- _STORED RECORDS_:
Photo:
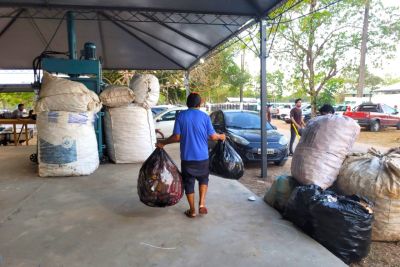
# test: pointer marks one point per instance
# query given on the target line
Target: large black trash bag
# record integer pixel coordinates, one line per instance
(343, 225)
(298, 206)
(160, 182)
(225, 161)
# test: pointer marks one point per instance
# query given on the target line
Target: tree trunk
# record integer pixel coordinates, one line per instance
(241, 87)
(361, 78)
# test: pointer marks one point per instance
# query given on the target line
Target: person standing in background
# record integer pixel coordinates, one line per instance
(296, 116)
(19, 112)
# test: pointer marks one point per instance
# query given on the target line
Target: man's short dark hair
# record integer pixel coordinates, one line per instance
(327, 109)
(193, 100)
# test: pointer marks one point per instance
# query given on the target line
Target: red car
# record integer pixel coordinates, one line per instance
(375, 116)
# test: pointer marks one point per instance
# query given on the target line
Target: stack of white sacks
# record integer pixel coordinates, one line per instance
(67, 144)
(128, 121)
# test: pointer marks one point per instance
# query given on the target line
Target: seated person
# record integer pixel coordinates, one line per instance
(19, 112)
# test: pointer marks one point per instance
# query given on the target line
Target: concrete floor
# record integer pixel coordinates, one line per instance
(99, 221)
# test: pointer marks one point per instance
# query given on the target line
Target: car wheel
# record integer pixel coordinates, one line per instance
(280, 163)
(375, 126)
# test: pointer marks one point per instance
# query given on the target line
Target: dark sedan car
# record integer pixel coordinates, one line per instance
(243, 129)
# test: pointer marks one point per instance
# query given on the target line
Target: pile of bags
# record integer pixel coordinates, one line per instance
(67, 144)
(377, 177)
(342, 224)
(128, 121)
(322, 148)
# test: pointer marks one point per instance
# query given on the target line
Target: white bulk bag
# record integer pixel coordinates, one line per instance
(58, 94)
(322, 148)
(377, 177)
(67, 144)
(117, 96)
(130, 133)
(146, 88)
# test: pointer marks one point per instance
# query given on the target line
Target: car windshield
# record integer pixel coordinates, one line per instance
(341, 108)
(244, 120)
(157, 110)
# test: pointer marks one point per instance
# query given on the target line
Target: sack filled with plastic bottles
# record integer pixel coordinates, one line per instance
(160, 182)
(225, 161)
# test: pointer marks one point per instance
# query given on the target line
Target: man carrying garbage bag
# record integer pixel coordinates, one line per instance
(192, 129)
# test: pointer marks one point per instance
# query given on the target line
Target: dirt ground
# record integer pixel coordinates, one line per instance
(382, 253)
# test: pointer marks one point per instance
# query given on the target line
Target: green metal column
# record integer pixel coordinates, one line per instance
(263, 98)
(71, 35)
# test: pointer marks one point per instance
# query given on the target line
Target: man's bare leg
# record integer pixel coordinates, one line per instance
(202, 204)
(190, 198)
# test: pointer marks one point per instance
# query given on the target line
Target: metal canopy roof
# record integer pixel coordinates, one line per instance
(129, 34)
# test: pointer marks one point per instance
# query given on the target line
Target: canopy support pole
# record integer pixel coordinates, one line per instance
(12, 21)
(186, 83)
(263, 96)
(71, 35)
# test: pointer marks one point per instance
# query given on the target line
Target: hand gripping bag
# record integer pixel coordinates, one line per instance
(160, 182)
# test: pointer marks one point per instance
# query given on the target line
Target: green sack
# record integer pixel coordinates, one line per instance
(279, 193)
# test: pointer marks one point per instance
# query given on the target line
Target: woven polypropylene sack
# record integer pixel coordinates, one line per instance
(160, 182)
(130, 133)
(322, 148)
(67, 144)
(146, 88)
(376, 176)
(117, 96)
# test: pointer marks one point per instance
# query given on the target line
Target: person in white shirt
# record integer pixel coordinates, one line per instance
(19, 112)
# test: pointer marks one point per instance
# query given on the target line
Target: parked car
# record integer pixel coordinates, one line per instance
(274, 110)
(243, 129)
(158, 109)
(284, 110)
(375, 116)
(165, 120)
(340, 109)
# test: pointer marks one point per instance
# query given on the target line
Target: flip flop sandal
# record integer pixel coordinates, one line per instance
(203, 210)
(189, 214)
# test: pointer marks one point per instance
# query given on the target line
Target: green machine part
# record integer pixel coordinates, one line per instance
(85, 71)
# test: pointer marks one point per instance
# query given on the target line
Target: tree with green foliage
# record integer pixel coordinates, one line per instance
(219, 76)
(320, 42)
(10, 101)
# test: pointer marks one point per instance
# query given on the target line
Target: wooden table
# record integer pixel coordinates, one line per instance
(14, 123)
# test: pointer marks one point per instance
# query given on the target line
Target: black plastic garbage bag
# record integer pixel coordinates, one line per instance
(160, 182)
(225, 161)
(298, 207)
(343, 225)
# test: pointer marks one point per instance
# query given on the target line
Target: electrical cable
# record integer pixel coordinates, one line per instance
(54, 34)
(273, 38)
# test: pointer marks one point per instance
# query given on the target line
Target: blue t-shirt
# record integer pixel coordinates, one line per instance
(194, 126)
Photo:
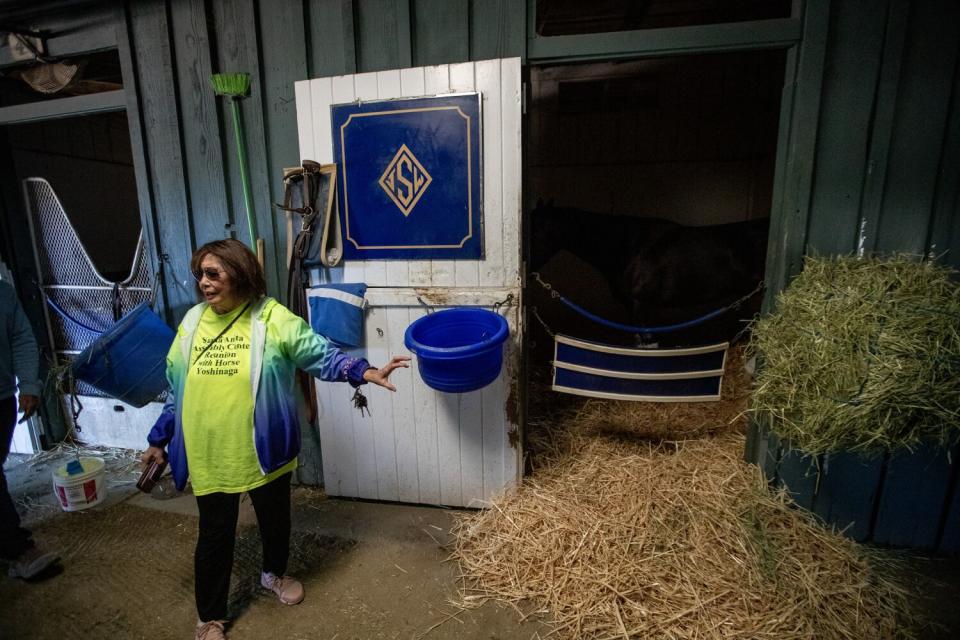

- _TASK REQUIREMENTS_:
Report every line of the lines above that contains the string "black". Case counts.

- _EXERCISE SOLUTION_:
Target: large black trash bag
Target: black plastic garbage bag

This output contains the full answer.